* Aim of the exercise *
Transcribe all of the records below word for word, and leave the pictures out of your copy.
- - - -
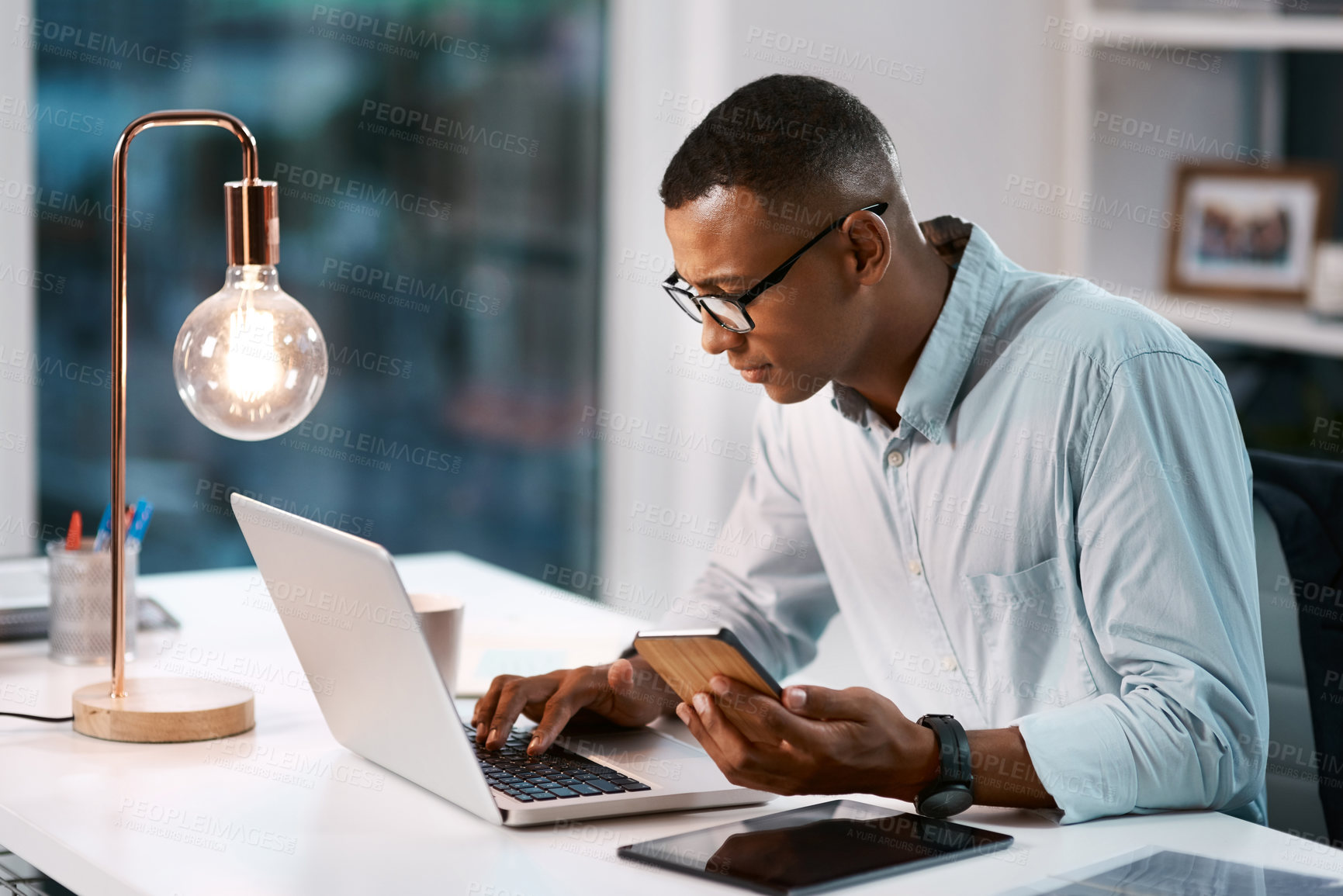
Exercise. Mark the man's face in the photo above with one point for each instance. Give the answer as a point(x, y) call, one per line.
point(805, 327)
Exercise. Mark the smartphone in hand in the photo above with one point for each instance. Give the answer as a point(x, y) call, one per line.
point(688, 659)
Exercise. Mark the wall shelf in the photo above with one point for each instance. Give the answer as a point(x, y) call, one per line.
point(1220, 31)
point(1268, 324)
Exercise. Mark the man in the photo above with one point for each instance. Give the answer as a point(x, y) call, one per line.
point(1030, 500)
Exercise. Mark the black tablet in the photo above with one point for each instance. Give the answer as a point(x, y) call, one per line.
point(817, 848)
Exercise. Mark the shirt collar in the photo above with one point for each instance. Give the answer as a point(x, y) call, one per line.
point(946, 358)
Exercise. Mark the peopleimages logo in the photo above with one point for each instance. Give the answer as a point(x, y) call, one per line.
point(424, 128)
point(93, 42)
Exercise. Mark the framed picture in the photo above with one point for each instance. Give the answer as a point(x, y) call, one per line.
point(1248, 231)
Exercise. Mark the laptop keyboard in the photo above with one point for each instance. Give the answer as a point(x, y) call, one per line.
point(556, 774)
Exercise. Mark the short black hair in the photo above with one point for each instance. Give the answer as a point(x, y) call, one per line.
point(784, 136)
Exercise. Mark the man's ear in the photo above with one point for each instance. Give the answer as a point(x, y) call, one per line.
point(869, 246)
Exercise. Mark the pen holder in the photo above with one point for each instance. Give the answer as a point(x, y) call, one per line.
point(79, 626)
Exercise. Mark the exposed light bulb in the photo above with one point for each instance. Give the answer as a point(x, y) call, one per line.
point(250, 362)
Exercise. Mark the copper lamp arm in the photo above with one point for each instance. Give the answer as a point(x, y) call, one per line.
point(251, 172)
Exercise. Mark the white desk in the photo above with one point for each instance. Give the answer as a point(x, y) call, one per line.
point(285, 809)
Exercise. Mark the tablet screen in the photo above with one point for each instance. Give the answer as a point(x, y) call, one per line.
point(815, 848)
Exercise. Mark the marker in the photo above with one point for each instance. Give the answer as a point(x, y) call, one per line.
point(99, 540)
point(74, 535)
point(140, 521)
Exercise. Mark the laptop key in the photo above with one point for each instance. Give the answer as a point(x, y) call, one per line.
point(633, 786)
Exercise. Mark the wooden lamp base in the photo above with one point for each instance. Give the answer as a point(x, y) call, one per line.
point(163, 711)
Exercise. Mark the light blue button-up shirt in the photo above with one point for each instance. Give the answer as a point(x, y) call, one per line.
point(1057, 536)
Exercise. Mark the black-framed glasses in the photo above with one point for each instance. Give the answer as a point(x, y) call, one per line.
point(731, 310)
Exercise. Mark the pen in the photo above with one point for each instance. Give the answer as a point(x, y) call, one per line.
point(140, 521)
point(99, 540)
point(74, 535)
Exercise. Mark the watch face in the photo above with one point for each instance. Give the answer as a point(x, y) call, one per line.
point(948, 801)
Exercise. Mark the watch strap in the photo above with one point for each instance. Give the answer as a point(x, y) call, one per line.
point(954, 746)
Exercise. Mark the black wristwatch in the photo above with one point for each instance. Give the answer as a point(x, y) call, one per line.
point(951, 791)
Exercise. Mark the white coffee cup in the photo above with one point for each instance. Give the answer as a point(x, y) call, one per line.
point(441, 621)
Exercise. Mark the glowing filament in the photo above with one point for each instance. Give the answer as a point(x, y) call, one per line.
point(253, 363)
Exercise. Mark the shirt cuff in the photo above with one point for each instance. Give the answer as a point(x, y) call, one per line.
point(1083, 758)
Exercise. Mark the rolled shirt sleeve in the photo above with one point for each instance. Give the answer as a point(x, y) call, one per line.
point(1173, 604)
point(767, 583)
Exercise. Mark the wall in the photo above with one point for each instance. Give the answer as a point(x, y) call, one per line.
point(18, 310)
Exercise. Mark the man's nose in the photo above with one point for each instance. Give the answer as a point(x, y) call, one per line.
point(716, 339)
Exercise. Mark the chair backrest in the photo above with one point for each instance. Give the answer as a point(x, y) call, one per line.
point(1293, 795)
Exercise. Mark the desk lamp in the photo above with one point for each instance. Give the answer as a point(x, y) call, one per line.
point(250, 363)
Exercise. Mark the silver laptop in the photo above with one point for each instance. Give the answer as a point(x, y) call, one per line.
point(351, 622)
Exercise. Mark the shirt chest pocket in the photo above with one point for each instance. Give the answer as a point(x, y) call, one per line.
point(1032, 655)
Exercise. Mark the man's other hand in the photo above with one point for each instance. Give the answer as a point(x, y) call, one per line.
point(626, 692)
point(817, 740)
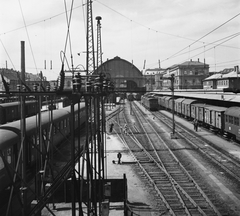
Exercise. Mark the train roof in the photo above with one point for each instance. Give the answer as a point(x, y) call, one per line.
point(179, 100)
point(15, 103)
point(8, 138)
point(233, 111)
point(201, 105)
point(217, 108)
point(188, 101)
point(211, 95)
point(167, 98)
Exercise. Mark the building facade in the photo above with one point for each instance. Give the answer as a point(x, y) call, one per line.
point(188, 75)
point(125, 75)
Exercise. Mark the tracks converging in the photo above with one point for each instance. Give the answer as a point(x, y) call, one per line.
point(226, 163)
point(179, 192)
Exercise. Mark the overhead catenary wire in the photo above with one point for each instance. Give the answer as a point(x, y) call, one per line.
point(203, 36)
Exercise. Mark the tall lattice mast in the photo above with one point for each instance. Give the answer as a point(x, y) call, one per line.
point(99, 44)
point(90, 64)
- - - -
* Answer to the task *
Exercise. Mark the man's face in the photo above with one point for each instance. Give the answer as a point(x, y) call, one per line.
point(805, 327)
Exercise. Mark the smartphone in hand in the photo above with one point for each instance. Give the answer as a point(x, y) call, one per line.
point(688, 659)
Exercise. Mark the wall shelf in the photo above with one point for each instance. Give the answer as a point(x, y) call, one per line.
point(1220, 31)
point(1268, 324)
Exercise. Mark the man in the photo above with one point for each instance. Give the answer as a point(x, y) call, one per line.
point(1030, 500)
Exercise. Mark the black tablet in the photo above with one point for each instance. Give the answer as a point(x, y) call, one per line.
point(817, 848)
Exercise. Mark the shirt collar in the photo above with one point for each instance. Give the answer as a point(x, y) call, one per line.
point(946, 358)
Exercise. Mark the peopleimages logo in the photo above with one point for each instance. Give the answer as a point(x, y) call, one per line.
point(424, 128)
point(93, 42)
Exercise. Mark the framed picture in the photo above with one point for each instance. Give the answer as a point(x, y) call, one per line.
point(1248, 231)
Exercise. Mark the laptop keyboard in the photo above with one point for each instance. Give the answer as a point(x, y) call, one per line.
point(556, 774)
Exercise. Mark the short black hair in the photo above with one point for each instance. Give the answer as a point(x, y) call, one per line.
point(784, 136)
Exercise. Mark the man's ear in the photo above with one point for each instance. Give the answer as a point(x, y) call, one per line.
point(869, 246)
Exercise. Mark the pen holder in the photo above with one point for each instance. Give the answer as a point(x, y) call, one per line.
point(79, 626)
Exercise. Mark the exposed light bulb in the photo above with one point for each instance. Give the answer as a point(x, y) call, one per line.
point(250, 362)
Exercise. Mark the copper lamp arm in the photo above with one point for each instance. Give the answer as a point(x, y) call, one per line.
point(251, 172)
Exercise. Mark the white desk in the photo above with one point for each instance. Give the answer as a point(x, y) call, one per line.
point(285, 809)
Exercise. Mark the tablet screen in the photo above with one point for each instance. Give the answer as a point(x, y) call, one per line.
point(815, 848)
Exercise. Mark the marker in the photo above with one point for each instance. Give the answer as a point(x, y) call, one per line.
point(99, 540)
point(74, 535)
point(140, 521)
Exercise. Mark the laptop key in the photo above with one point for each instance. Give the answer as a point(x, y) call, one per line.
point(633, 786)
Exercise. Mark the wooden lamp base in the photo above with one point for each instance. Give the answer as a point(x, y) call, one per line.
point(163, 711)
Exercise. Mark the light blue button-up shirt in the photo above with one point for each instance. Give the answer as a point(x, y) call, one per line.
point(1057, 536)
Exercise. Mark the black-framed glasses in the photo above with one point for each instance. Give the answer as a point(x, y) call, one per line.
point(731, 310)
Exercise. Mark the pen in the photo above with one point for each instance. Give the answer as a point(x, y) call, one per line.
point(140, 521)
point(99, 540)
point(74, 535)
Exercise. Mark the watch face in the photo above with one point for each instance. Give the answer as a point(x, y) call, one per line.
point(948, 801)
Exercise. Mark the watch strap in the photo above with one point for each instance. Give the answer as a point(x, y) call, one per line.
point(954, 746)
Exercise. Mark the black wristwatch in the photo above with one point for each instance. Give the answer as a point(x, y) call, one per line.
point(951, 791)
Exercise. Mark the white coffee cup in the photo above with one point for each instance. Give the answer as a point(x, y) call, one per line.
point(441, 621)
Exercise. Mark the glowing filament in the photo above with one point for each instance. Give the answer as a point(x, y) call, one per line.
point(253, 363)
Exercise. Mark the shirt cuff in the photo above with one point for each instance. Give the answer as a point(x, y) call, one per line.
point(1083, 758)
Exercise. Mark the rolled shirt sleeve in the photo above with one point for each instance. Give the answer as a point(x, y) call, one per line.
point(1173, 604)
point(767, 583)
Exercise. Mark the wall in the photo above with one point for each instance. Give the answer as a point(x, y) call, one per line.
point(18, 310)
Exercise. Mark the man's nose in the photo above with one point for each instance. Give the answer as a point(x, y) call, one per line.
point(716, 339)
Exercise. Mark the chair backrest in the photo above with one point for each instance. Give the answer as a point(x, y) call, one per line.
point(1293, 795)
Exercise. Mark the desk lamp in the photo above with one point for each instance. Give the answer as a point(x, y) call, one per line.
point(250, 363)
Exercise. Mark the silver laptop in the photo above with one point for each instance. Give the answer as a point(x, y) call, one per line.
point(351, 622)
Exercise. Mark the shirt chest pocket in the photo above with one point for each instance. Give the answer as a point(x, y) call, one per line.
point(1032, 655)
Exercise. Mark the man's other hand in the photo above with one point for each instance. Give the answer as a point(x, y) call, one per line.
point(626, 692)
point(817, 740)
Exercise. Mark the train roof in the photo above with one point for each instance. Give the answer as a point(x, y) call, one per line.
point(179, 100)
point(15, 103)
point(8, 138)
point(233, 111)
point(201, 105)
point(217, 108)
point(188, 101)
point(211, 95)
point(167, 98)
Exercise. Mark the building facade in the photo above with one point for each instance. Give the answer as a point(x, y) call, one per line.
point(188, 75)
point(125, 75)
Exercise. Mark the tracks converging in the photo above with one point for each instance. Give the answer as a point(x, y) call, one per line.
point(226, 163)
point(179, 192)
Exercise. Mark the overhead catenary wire in the photo above with one point for each instance. Give the answer as a point(x, y) call, one per line.
point(203, 36)
Exercise. Mark the tall lattice mast in the photo above with one point for each instance. Give the answer as a point(x, y) call, one per line.
point(99, 44)
point(90, 64)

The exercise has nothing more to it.